▸ About this exercise
Lines from the line with "Target: rocky riverbed" to the line with "the mountain slope" in the entries below, and only those, must be output exactly, with both ends included.

=== Available records ===

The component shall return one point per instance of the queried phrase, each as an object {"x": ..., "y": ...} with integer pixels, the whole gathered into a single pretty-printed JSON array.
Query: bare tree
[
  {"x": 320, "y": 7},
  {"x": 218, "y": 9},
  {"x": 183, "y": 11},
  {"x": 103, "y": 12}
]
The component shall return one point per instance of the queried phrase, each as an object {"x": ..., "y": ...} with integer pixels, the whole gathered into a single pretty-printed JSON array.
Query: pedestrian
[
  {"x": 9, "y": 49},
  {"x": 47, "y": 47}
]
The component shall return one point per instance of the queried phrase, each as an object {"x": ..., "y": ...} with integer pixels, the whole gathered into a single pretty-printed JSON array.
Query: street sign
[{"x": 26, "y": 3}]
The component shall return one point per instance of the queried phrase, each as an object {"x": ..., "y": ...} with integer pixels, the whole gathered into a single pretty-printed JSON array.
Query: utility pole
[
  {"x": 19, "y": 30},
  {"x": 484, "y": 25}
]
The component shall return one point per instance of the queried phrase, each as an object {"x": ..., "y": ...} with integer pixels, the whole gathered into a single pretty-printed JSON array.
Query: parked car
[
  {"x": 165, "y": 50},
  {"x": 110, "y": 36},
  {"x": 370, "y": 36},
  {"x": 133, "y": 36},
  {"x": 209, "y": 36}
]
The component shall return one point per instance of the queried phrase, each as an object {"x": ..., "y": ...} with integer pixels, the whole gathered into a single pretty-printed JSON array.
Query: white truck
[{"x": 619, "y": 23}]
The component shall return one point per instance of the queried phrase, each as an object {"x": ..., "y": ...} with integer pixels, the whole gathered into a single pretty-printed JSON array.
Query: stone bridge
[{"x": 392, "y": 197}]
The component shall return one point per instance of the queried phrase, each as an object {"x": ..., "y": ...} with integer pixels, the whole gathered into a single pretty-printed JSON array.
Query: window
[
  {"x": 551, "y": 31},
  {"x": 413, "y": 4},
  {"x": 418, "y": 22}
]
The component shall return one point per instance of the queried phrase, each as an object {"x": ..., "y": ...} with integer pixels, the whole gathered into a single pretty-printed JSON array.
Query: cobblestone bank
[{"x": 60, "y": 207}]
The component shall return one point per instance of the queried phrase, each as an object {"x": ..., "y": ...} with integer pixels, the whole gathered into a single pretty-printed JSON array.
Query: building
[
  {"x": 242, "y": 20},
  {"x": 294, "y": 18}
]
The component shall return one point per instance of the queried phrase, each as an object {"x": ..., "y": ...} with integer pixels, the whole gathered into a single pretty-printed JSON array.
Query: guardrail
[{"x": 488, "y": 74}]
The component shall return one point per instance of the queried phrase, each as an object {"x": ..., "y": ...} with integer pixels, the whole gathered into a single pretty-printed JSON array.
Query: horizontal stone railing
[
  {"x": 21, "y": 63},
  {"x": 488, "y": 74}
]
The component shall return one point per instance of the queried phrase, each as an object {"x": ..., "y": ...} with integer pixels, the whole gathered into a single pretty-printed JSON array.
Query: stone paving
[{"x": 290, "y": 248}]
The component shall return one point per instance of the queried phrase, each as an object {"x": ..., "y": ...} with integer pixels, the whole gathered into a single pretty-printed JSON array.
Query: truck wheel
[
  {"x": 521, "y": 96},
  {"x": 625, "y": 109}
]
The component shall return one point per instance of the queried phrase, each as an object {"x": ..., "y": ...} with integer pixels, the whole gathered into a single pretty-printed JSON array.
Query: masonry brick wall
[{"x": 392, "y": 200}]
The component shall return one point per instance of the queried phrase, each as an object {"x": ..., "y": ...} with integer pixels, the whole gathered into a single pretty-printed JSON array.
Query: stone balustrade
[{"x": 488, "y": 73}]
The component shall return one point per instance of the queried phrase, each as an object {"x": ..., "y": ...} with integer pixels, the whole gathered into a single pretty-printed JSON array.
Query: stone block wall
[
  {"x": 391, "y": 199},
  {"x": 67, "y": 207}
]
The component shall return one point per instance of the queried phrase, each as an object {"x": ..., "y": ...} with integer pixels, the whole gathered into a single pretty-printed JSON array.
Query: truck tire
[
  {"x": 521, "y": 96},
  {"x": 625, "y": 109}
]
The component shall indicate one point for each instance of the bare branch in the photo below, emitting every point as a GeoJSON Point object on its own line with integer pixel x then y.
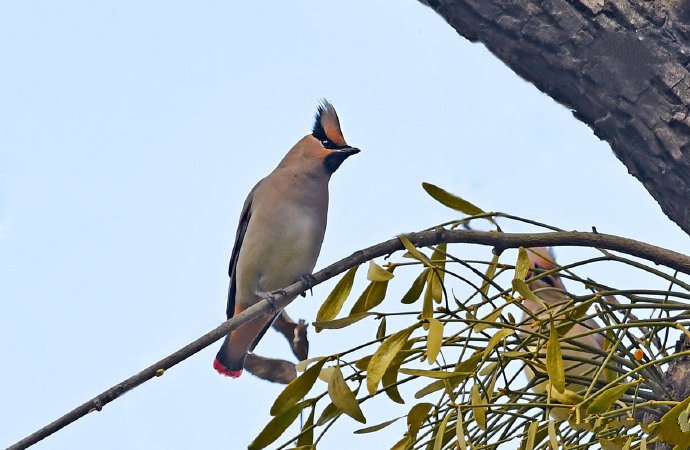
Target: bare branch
{"type": "Point", "coordinates": [500, 242]}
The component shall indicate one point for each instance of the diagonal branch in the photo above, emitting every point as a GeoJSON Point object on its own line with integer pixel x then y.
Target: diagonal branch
{"type": "Point", "coordinates": [500, 242]}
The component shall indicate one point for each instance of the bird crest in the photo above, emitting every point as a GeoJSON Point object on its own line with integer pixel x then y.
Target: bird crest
{"type": "Point", "coordinates": [327, 126]}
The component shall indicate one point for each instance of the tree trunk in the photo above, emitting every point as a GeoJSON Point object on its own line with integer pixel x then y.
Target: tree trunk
{"type": "Point", "coordinates": [620, 65]}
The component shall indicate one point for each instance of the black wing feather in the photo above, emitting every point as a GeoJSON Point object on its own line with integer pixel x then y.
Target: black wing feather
{"type": "Point", "coordinates": [245, 216]}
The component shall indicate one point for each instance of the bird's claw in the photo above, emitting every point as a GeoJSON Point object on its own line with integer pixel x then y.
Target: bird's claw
{"type": "Point", "coordinates": [270, 297]}
{"type": "Point", "coordinates": [309, 282]}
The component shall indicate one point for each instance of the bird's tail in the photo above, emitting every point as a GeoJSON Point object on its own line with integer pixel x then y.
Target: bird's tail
{"type": "Point", "coordinates": [224, 364]}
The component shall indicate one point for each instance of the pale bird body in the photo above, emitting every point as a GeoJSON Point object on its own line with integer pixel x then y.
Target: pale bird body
{"type": "Point", "coordinates": [550, 290]}
{"type": "Point", "coordinates": [279, 238]}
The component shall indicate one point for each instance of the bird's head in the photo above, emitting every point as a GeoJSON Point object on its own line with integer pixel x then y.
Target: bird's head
{"type": "Point", "coordinates": [325, 149]}
{"type": "Point", "coordinates": [540, 260]}
{"type": "Point", "coordinates": [332, 148]}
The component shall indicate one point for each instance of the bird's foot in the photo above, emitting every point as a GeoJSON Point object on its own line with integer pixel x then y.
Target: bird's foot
{"type": "Point", "coordinates": [309, 282]}
{"type": "Point", "coordinates": [270, 297]}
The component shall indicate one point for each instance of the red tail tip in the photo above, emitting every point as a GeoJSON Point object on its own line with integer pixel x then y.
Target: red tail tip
{"type": "Point", "coordinates": [223, 371]}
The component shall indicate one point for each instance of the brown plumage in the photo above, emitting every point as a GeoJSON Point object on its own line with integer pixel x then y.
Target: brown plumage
{"type": "Point", "coordinates": [550, 290]}
{"type": "Point", "coordinates": [280, 232]}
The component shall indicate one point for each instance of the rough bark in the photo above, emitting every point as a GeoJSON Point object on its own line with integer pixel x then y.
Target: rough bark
{"type": "Point", "coordinates": [622, 66]}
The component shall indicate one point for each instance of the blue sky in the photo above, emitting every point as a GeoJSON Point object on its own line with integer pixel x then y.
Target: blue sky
{"type": "Point", "coordinates": [131, 133]}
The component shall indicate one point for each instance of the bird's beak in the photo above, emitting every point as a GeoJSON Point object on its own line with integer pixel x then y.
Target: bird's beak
{"type": "Point", "coordinates": [349, 151]}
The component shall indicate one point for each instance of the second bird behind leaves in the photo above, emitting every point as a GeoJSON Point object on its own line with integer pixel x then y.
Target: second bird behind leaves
{"type": "Point", "coordinates": [278, 240]}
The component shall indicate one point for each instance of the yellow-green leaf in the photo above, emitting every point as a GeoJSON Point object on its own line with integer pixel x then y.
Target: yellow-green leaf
{"type": "Point", "coordinates": [328, 413]}
{"type": "Point", "coordinates": [415, 291]}
{"type": "Point", "coordinates": [306, 436]}
{"type": "Point", "coordinates": [438, 441]}
{"type": "Point", "coordinates": [277, 426]}
{"type": "Point", "coordinates": [522, 265]}
{"type": "Point", "coordinates": [378, 273]}
{"type": "Point", "coordinates": [460, 431]}
{"type": "Point", "coordinates": [390, 376]}
{"type": "Point", "coordinates": [434, 340]}
{"type": "Point", "coordinates": [438, 258]}
{"type": "Point", "coordinates": [384, 355]}
{"type": "Point", "coordinates": [554, 360]}
{"type": "Point", "coordinates": [553, 438]}
{"type": "Point", "coordinates": [521, 287]}
{"type": "Point", "coordinates": [479, 412]}
{"type": "Point", "coordinates": [342, 323]}
{"type": "Point", "coordinates": [302, 365]}
{"type": "Point", "coordinates": [363, 362]}
{"type": "Point", "coordinates": [403, 444]}
{"type": "Point", "coordinates": [335, 300]}
{"type": "Point", "coordinates": [381, 330]}
{"type": "Point", "coordinates": [489, 275]}
{"type": "Point", "coordinates": [497, 338]}
{"type": "Point", "coordinates": [452, 201]}
{"type": "Point", "coordinates": [419, 256]}
{"type": "Point", "coordinates": [531, 434]}
{"type": "Point", "coordinates": [377, 427]}
{"type": "Point", "coordinates": [297, 389]}
{"type": "Point", "coordinates": [417, 415]}
{"type": "Point", "coordinates": [567, 397]}
{"type": "Point", "coordinates": [428, 305]}
{"type": "Point", "coordinates": [342, 396]}
{"type": "Point", "coordinates": [435, 374]}
{"type": "Point", "coordinates": [372, 296]}
{"type": "Point", "coordinates": [608, 397]}
{"type": "Point", "coordinates": [478, 327]}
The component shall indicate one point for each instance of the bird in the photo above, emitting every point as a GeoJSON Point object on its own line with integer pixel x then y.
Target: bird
{"type": "Point", "coordinates": [550, 289]}
{"type": "Point", "coordinates": [280, 232]}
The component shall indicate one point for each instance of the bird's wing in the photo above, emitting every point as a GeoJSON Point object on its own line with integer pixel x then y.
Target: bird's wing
{"type": "Point", "coordinates": [239, 237]}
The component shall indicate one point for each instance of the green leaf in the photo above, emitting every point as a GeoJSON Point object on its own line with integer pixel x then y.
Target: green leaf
{"type": "Point", "coordinates": [390, 376]}
{"type": "Point", "coordinates": [297, 389]}
{"type": "Point", "coordinates": [377, 427]}
{"type": "Point", "coordinates": [372, 296]}
{"type": "Point", "coordinates": [335, 300]}
{"type": "Point", "coordinates": [452, 201]}
{"type": "Point", "coordinates": [416, 254]}
{"type": "Point", "coordinates": [277, 426]}
{"type": "Point", "coordinates": [381, 330]}
{"type": "Point", "coordinates": [553, 438]}
{"type": "Point", "coordinates": [437, 275]}
{"type": "Point", "coordinates": [415, 291]}
{"type": "Point", "coordinates": [524, 290]}
{"type": "Point", "coordinates": [342, 396]}
{"type": "Point", "coordinates": [403, 444]}
{"type": "Point", "coordinates": [438, 441]}
{"type": "Point", "coordinates": [460, 431]}
{"type": "Point", "coordinates": [417, 415]}
{"type": "Point", "coordinates": [478, 327]}
{"type": "Point", "coordinates": [604, 399]}
{"type": "Point", "coordinates": [306, 436]}
{"type": "Point", "coordinates": [384, 355]}
{"type": "Point", "coordinates": [428, 305]}
{"type": "Point", "coordinates": [522, 265]}
{"type": "Point", "coordinates": [489, 275]}
{"type": "Point", "coordinates": [497, 338]}
{"type": "Point", "coordinates": [328, 413]}
{"type": "Point", "coordinates": [378, 273]}
{"type": "Point", "coordinates": [434, 340]}
{"type": "Point", "coordinates": [554, 360]}
{"type": "Point", "coordinates": [479, 411]}
{"type": "Point", "coordinates": [342, 323]}
{"type": "Point", "coordinates": [435, 374]}
{"type": "Point", "coordinates": [531, 435]}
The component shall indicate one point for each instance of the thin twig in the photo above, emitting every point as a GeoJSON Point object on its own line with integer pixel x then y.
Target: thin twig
{"type": "Point", "coordinates": [500, 241]}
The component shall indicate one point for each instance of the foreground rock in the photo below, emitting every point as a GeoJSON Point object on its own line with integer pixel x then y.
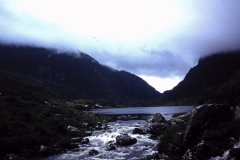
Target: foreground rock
{"type": "Point", "coordinates": [204, 118]}
{"type": "Point", "coordinates": [158, 118]}
{"type": "Point", "coordinates": [125, 140]}
{"type": "Point", "coordinates": [210, 131]}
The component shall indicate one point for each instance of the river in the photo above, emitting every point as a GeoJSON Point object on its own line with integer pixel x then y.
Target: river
{"type": "Point", "coordinates": [127, 120]}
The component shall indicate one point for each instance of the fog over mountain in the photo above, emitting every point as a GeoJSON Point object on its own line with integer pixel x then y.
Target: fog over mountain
{"type": "Point", "coordinates": [152, 39]}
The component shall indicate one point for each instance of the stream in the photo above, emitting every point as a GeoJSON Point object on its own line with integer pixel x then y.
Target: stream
{"type": "Point", "coordinates": [127, 120]}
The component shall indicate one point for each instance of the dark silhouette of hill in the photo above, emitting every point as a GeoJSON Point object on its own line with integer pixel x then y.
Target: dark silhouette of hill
{"type": "Point", "coordinates": [211, 71]}
{"type": "Point", "coordinates": [78, 74]}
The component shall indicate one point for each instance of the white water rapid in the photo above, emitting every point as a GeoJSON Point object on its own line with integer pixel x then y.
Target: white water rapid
{"type": "Point", "coordinates": [100, 140]}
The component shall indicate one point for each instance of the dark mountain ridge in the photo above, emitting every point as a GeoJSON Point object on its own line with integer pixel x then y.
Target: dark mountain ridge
{"type": "Point", "coordinates": [80, 73]}
{"type": "Point", "coordinates": [211, 71]}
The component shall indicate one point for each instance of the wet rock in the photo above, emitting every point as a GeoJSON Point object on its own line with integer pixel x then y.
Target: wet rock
{"type": "Point", "coordinates": [153, 137]}
{"type": "Point", "coordinates": [168, 148]}
{"type": "Point", "coordinates": [13, 157]}
{"type": "Point", "coordinates": [77, 139]}
{"type": "Point", "coordinates": [98, 127]}
{"type": "Point", "coordinates": [157, 128]}
{"type": "Point", "coordinates": [138, 131]}
{"type": "Point", "coordinates": [125, 140]}
{"type": "Point", "coordinates": [110, 147]}
{"type": "Point", "coordinates": [87, 133]}
{"type": "Point", "coordinates": [73, 130]}
{"type": "Point", "coordinates": [47, 151]}
{"type": "Point", "coordinates": [203, 118]}
{"type": "Point", "coordinates": [75, 150]}
{"type": "Point", "coordinates": [235, 152]}
{"type": "Point", "coordinates": [151, 157]}
{"type": "Point", "coordinates": [203, 150]}
{"type": "Point", "coordinates": [93, 152]}
{"type": "Point", "coordinates": [158, 118]}
{"type": "Point", "coordinates": [84, 141]}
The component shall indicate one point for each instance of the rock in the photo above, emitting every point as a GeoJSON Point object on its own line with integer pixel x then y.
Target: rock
{"type": "Point", "coordinates": [151, 157]}
{"type": "Point", "coordinates": [84, 141]}
{"type": "Point", "coordinates": [77, 139]}
{"type": "Point", "coordinates": [203, 118]}
{"type": "Point", "coordinates": [203, 150]}
{"type": "Point", "coordinates": [153, 137]}
{"type": "Point", "coordinates": [47, 151]}
{"type": "Point", "coordinates": [157, 128]}
{"type": "Point", "coordinates": [158, 118]}
{"type": "Point", "coordinates": [87, 133]}
{"type": "Point", "coordinates": [138, 131]}
{"type": "Point", "coordinates": [235, 152]}
{"type": "Point", "coordinates": [110, 147]}
{"type": "Point", "coordinates": [13, 157]}
{"type": "Point", "coordinates": [125, 140]}
{"type": "Point", "coordinates": [168, 148]}
{"type": "Point", "coordinates": [73, 130]}
{"type": "Point", "coordinates": [93, 152]}
{"type": "Point", "coordinates": [98, 127]}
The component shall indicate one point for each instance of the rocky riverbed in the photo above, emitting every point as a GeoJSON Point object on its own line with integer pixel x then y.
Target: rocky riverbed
{"type": "Point", "coordinates": [206, 132]}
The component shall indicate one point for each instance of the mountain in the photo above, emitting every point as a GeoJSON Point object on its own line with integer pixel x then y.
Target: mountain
{"type": "Point", "coordinates": [78, 74]}
{"type": "Point", "coordinates": [210, 72]}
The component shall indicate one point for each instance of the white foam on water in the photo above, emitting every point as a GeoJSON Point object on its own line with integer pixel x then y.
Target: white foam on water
{"type": "Point", "coordinates": [100, 140]}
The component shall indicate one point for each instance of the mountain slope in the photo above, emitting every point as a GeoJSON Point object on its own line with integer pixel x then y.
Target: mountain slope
{"type": "Point", "coordinates": [211, 71]}
{"type": "Point", "coordinates": [80, 74]}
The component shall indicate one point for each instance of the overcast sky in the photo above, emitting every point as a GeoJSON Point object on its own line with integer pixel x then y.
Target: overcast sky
{"type": "Point", "coordinates": [156, 40]}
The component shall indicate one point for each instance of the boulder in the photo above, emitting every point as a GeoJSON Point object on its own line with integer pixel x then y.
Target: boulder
{"type": "Point", "coordinates": [138, 131]}
{"type": "Point", "coordinates": [93, 152]}
{"type": "Point", "coordinates": [151, 157]}
{"type": "Point", "coordinates": [125, 140]}
{"type": "Point", "coordinates": [168, 148]}
{"type": "Point", "coordinates": [73, 130]}
{"type": "Point", "coordinates": [84, 141]}
{"type": "Point", "coordinates": [77, 139]}
{"type": "Point", "coordinates": [47, 151]}
{"type": "Point", "coordinates": [235, 152]}
{"type": "Point", "coordinates": [158, 118]}
{"type": "Point", "coordinates": [203, 118]}
{"type": "Point", "coordinates": [87, 133]}
{"type": "Point", "coordinates": [157, 128]}
{"type": "Point", "coordinates": [110, 147]}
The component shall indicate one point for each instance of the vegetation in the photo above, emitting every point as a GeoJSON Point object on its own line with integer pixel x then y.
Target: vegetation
{"type": "Point", "coordinates": [31, 117]}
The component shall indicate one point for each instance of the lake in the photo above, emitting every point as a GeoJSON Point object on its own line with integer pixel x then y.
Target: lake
{"type": "Point", "coordinates": [142, 113]}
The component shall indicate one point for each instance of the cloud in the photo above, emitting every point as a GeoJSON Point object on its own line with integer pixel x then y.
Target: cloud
{"type": "Point", "coordinates": [152, 38]}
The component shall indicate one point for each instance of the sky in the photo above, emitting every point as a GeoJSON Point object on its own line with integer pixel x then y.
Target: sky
{"type": "Point", "coordinates": [158, 40]}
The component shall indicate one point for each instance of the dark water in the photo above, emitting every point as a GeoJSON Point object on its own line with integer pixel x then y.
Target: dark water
{"type": "Point", "coordinates": [127, 120]}
{"type": "Point", "coordinates": [142, 113]}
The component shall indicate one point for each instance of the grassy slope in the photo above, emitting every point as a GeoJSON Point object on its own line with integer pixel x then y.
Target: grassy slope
{"type": "Point", "coordinates": [30, 116]}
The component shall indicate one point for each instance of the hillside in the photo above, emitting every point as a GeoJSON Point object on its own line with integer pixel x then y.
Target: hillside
{"type": "Point", "coordinates": [78, 75]}
{"type": "Point", "coordinates": [212, 71]}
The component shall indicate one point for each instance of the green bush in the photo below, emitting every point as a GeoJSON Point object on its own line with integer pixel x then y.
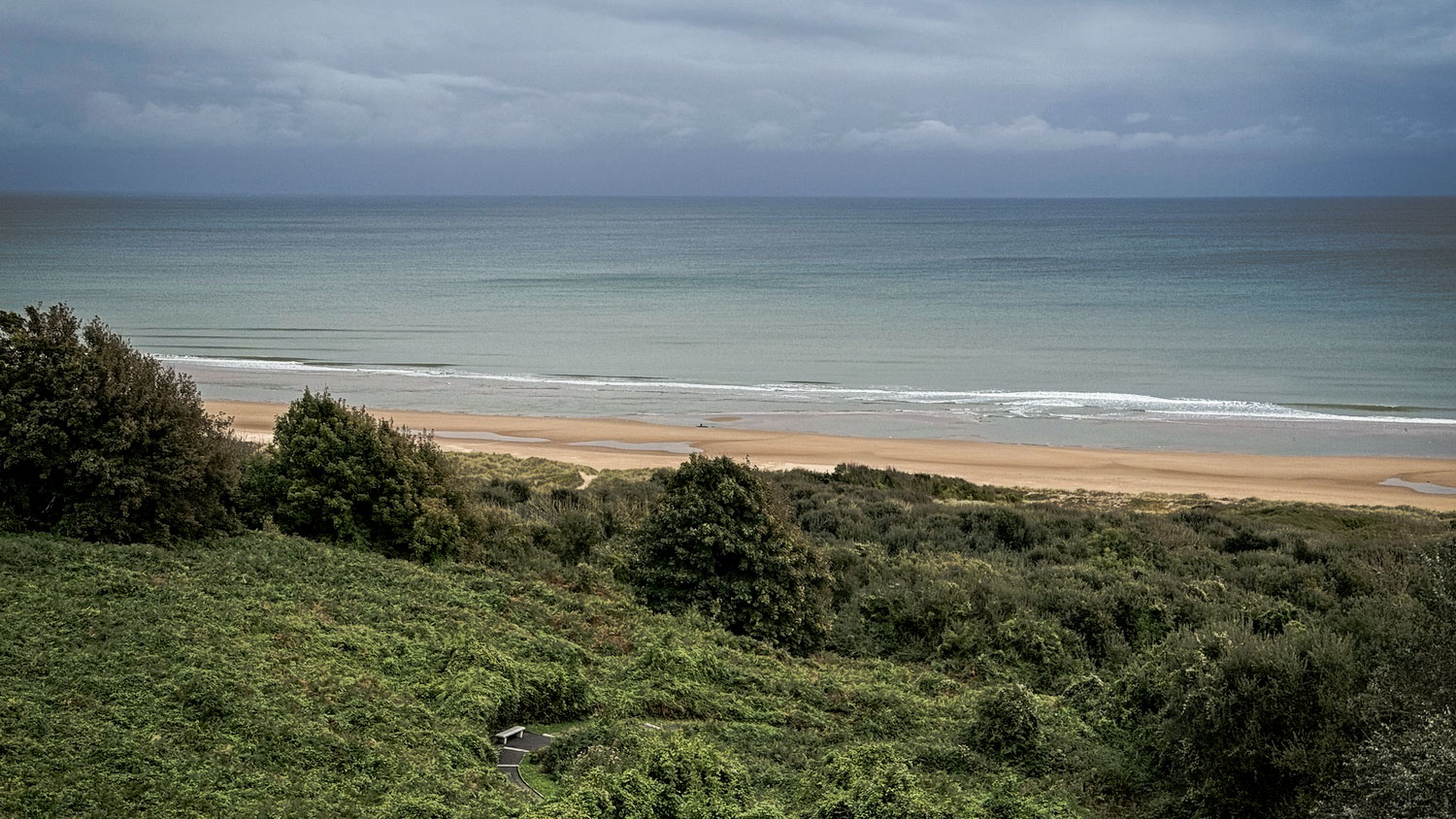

===

▸ Response below
Target: rocky riverbed
{"type": "Point", "coordinates": [206, 132]}
The component shall indicate one point for each instance of the mountain in the photo above, emitting every point as a GeoJSON Point object on its own line with integer pixel x then y.
Target: mountain
{"type": "Point", "coordinates": [78, 74]}
{"type": "Point", "coordinates": [210, 72]}
The component shall indicate one point for each instance of the white foam on water in the photo above, emitting every point as a GeoJSON Point object on its own line with integer pixel x then y.
Target: white foam on water
{"type": "Point", "coordinates": [100, 140]}
The component shall indicate one point for each instance of the mountain slope in the photo above, emitting every point as a GeoJSON Point object on its own line with integer pixel x then y.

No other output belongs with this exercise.